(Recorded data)

# # # # #

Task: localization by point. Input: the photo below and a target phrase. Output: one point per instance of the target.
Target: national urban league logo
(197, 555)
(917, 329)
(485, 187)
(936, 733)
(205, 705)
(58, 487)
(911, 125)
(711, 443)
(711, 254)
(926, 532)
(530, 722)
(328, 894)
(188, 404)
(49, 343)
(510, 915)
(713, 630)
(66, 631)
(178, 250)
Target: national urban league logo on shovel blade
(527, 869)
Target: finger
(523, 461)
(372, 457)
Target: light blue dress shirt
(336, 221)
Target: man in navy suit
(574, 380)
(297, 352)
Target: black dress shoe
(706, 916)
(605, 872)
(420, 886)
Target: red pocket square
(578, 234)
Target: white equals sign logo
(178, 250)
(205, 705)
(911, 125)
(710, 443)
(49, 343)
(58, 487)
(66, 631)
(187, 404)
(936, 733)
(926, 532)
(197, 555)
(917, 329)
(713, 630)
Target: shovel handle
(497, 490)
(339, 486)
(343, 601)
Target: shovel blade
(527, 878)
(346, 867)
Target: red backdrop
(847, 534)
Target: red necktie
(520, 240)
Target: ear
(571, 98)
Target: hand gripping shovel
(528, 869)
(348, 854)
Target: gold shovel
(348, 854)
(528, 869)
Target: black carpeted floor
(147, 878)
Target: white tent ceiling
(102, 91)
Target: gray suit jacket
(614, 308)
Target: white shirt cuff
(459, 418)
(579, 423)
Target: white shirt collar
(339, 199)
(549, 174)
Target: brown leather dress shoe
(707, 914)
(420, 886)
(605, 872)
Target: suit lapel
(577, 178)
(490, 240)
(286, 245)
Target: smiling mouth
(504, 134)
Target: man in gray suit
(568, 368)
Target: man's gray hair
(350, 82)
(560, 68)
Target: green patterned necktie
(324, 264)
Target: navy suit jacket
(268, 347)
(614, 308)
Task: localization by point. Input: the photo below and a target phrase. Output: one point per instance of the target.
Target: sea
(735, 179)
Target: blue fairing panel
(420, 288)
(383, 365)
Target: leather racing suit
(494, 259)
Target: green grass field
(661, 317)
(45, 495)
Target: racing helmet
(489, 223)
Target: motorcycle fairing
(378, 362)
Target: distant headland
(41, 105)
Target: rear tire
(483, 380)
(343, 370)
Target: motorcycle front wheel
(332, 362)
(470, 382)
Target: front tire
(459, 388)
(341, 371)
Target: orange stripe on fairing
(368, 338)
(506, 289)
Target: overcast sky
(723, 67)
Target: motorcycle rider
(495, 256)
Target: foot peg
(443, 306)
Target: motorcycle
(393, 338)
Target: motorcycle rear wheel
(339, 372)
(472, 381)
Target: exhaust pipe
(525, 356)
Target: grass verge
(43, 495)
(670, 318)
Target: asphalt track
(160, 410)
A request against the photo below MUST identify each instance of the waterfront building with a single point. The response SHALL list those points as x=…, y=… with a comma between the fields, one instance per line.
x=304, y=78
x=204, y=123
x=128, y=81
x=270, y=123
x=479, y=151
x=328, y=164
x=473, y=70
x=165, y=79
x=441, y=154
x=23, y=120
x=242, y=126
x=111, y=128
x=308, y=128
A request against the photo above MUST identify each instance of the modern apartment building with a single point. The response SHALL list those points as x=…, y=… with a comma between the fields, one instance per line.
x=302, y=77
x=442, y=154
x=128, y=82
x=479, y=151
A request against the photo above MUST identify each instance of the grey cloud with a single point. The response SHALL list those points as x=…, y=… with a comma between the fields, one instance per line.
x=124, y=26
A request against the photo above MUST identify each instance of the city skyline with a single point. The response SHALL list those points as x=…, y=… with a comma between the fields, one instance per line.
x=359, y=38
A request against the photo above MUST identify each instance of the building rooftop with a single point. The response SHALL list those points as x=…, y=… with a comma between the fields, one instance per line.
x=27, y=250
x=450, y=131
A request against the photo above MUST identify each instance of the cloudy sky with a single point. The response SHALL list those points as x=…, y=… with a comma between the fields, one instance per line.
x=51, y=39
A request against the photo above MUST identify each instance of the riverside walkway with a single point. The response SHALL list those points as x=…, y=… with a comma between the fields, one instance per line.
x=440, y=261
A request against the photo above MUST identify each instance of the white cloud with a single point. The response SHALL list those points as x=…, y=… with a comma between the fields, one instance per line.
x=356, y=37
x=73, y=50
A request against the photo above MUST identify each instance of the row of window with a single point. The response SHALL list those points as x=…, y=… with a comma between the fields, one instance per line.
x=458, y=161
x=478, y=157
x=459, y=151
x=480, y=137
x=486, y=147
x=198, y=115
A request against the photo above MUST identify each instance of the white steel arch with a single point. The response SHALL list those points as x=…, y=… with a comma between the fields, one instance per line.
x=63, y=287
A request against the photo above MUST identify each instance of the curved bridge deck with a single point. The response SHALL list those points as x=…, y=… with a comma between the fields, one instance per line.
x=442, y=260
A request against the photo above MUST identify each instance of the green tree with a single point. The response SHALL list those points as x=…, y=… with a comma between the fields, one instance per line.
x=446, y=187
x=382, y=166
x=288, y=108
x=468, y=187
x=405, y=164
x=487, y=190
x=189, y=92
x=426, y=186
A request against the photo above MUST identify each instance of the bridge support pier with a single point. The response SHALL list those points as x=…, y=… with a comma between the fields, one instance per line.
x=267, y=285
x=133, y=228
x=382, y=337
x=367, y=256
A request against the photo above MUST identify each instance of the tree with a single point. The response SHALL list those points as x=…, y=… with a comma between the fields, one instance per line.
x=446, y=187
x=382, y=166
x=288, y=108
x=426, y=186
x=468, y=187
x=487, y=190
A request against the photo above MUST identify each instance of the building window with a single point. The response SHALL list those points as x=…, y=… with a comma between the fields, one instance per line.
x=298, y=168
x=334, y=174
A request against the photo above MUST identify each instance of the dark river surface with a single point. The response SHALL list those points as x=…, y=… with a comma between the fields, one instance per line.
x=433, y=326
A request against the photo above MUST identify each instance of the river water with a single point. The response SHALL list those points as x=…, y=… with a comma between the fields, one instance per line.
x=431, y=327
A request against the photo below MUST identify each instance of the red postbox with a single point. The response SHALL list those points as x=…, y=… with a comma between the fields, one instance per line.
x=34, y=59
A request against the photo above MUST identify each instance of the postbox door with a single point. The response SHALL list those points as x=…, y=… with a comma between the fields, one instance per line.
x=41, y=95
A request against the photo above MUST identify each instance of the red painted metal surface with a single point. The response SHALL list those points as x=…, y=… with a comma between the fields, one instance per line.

# # # # #

ACTIVITY
Restate the records above exactly.

ANSWER BOX
Task: localization by point. Input: the photo below and a target phrase. Output: one point per instance of the target.
Target: national urban league logo
(197, 555)
(917, 329)
(485, 187)
(936, 733)
(205, 705)
(58, 487)
(911, 125)
(711, 443)
(711, 254)
(926, 532)
(530, 722)
(328, 894)
(188, 404)
(49, 343)
(510, 915)
(713, 630)
(66, 631)
(178, 250)
Target: national urban league logo on shovel blade
(527, 869)
Target: finger
(523, 461)
(372, 457)
Target: light blue dress shirt
(336, 221)
Target: man in navy suit
(574, 380)
(297, 352)
Target: black dress shoe
(706, 916)
(605, 872)
(420, 886)
Target: red pocket square
(578, 234)
Target: white equals sign logo
(178, 250)
(205, 705)
(911, 125)
(710, 443)
(49, 343)
(58, 487)
(66, 631)
(187, 404)
(936, 733)
(926, 532)
(197, 555)
(917, 329)
(713, 630)
Target: shovel handle
(497, 490)
(339, 486)
(343, 601)
Target: shovel blade
(527, 878)
(346, 867)
Target: red backdrop
(847, 534)
Target: red necktie
(520, 240)
Target: ear
(571, 98)
Target: hand gripping shovel
(528, 869)
(348, 854)
Target: gold shovel
(348, 854)
(528, 869)
Target: black carpeted floor
(147, 878)
Target: white tent ceiling
(102, 91)
Target: gray suit jacket
(614, 308)
Target: white shirt cuff
(459, 418)
(579, 423)
Target: white shirt collar
(339, 199)
(549, 174)
Target: brown leather dress shoe
(707, 914)
(420, 886)
(605, 872)
Target: suit lapel
(577, 178)
(490, 240)
(286, 245)
Target: smiling mouth
(504, 134)
Target: man in gray suit
(568, 368)
Target: man's gray hair
(350, 82)
(560, 68)
Target: green patterned necktie
(324, 264)
Target: navy suit jacket
(268, 347)
(614, 308)
Task: localization by point. Input: the photo below and a target phrase. Output: one point per instance of the target.
Target: sea
(735, 179)
Target: blue fairing panel
(420, 288)
(383, 365)
Target: leather racing suit
(494, 259)
Target: green grass field
(661, 317)
(45, 495)
Target: racing helmet
(489, 223)
Target: motorcycle fairing
(378, 362)
Target: distant headland
(41, 105)
Target: rear tire
(483, 380)
(343, 370)
Target: motorcycle front wheel
(332, 362)
(470, 382)
Target: front tire
(459, 388)
(341, 371)
Target: orange stripe on fairing
(368, 338)
(506, 289)
Target: overcast sky
(723, 67)
Target: motorcycle rider
(495, 256)
Target: foot peg
(443, 306)
Target: motorcycle
(393, 338)
Target: motorcycle rear wheel
(339, 372)
(472, 381)
Target: exhaust pipe
(525, 356)
Target: grass verge
(43, 495)
(670, 318)
Target: asphalt track
(160, 410)
A request against the photo below MUST identify each instance of the waterfront building with a single point. The response SHALL list those points as x=…, y=… with a comma between the fields, one instance per line.
x=304, y=78
x=204, y=123
x=128, y=81
x=270, y=123
x=479, y=151
x=328, y=164
x=473, y=70
x=165, y=79
x=441, y=154
x=23, y=120
x=242, y=126
x=111, y=128
x=308, y=128
A request against the photo above MUST identify each instance of the modern apartment building with a single point. The response SHALL list those points as x=…, y=… with a comma between the fields, one instance per line.
x=302, y=77
x=442, y=154
x=128, y=82
x=479, y=151
A request against the photo above MUST identify each instance of the grey cloud with a single point. The response SHALL list those points as x=…, y=… with a comma between the fields, one instance per line.
x=124, y=26
A request against the photo above MUST identify each instance of the city skyline with a single point. The response SHALL list those points as x=…, y=… with a comma between the fields, one instance per line.
x=359, y=38
A request against the photo above MUST identify each instance of the building rooftop with a single point. The response SHALL list those points as x=…, y=… with a comma between the fields, one instance per line.
x=27, y=250
x=450, y=131
A request against the photo above MUST identify each instance of the cloudy sky with a single point. The response SHALL list those points as x=…, y=… with a comma between the fields, one instance per line.
x=51, y=39
A request against the photo above MUST identify each instance of the riverside walkway with a single point. The response SHALL list those points as x=…, y=… with a comma between the fields, one instance per line.
x=440, y=261
A request against the photo above MUST identify each instance of the white cloud with a single point. The response SHALL list those points as x=…, y=… with a comma between the fields, one instance per line.
x=356, y=37
x=73, y=50
A request against the photo above MUST identify each instance of the row of window with a single point. The response SHALL list those points as x=…, y=… with a comma between the fields, one instance per line.
x=458, y=161
x=478, y=157
x=459, y=151
x=480, y=137
x=486, y=147
x=198, y=115
A request against the photo above MUST identify each instance of the white steel arch with a single point. The response SHALL list those points as x=…, y=… with a comma between the fields, one instance per line.
x=63, y=287
A request against the photo above MUST identify each instance of the curved bridge deck with a single point. The response SHALL list those points as x=…, y=… with a comma between the fields, one instance per line.
x=442, y=260
A request against the photo above MUST identify each instance of the green tree with a single point. The response SHALL list those points as x=…, y=… with a comma between the fields, one instance per line.
x=446, y=187
x=382, y=166
x=288, y=108
x=468, y=187
x=405, y=164
x=487, y=190
x=189, y=92
x=426, y=186
A request against the photo above MUST identify each instance of the bridge support pier with a single point. The response SHALL list those points as x=…, y=… with a comma between the fields, one instance per line.
x=267, y=285
x=133, y=228
x=382, y=337
x=367, y=256
A request against the photo above MUST identify each instance of the tree with a single point. The response SHALL list those points as x=…, y=… with a comma between the fields, one instance per line.
x=446, y=187
x=382, y=166
x=288, y=108
x=426, y=186
x=468, y=187
x=487, y=190
A request against the photo above MUST identify each instance of the building window with a single point. The response SHALL list those points as x=…, y=… with a comma between the fields, one instance per line.
x=298, y=168
x=334, y=174
A request against the photo above MUST identify each instance of the dark river surface with a single point. The response SHALL list those points as x=…, y=… with a comma between the fields, one instance per line.
x=433, y=326
A request against the photo above MUST identify each instance of the river water with a single point. The response SHALL list those points as x=…, y=… with a comma between the fields, one instance per line.
x=431, y=327
A request against the photo below MUST identify each instance of the red postbox with a single point. The response SHALL list those points as x=…, y=… with a comma between the fields, one instance per line.
x=34, y=59
A request against the photo above MUST identify each instance of the postbox door with a single point. The response SHALL list those points as x=…, y=… with a comma between the fields, one instance per line.
x=41, y=95
A request against the photo above MUST identify each instance of the red painted metal surface with a single point. The response SHALL list those points as x=…, y=… with a comma between the fields, one instance per line.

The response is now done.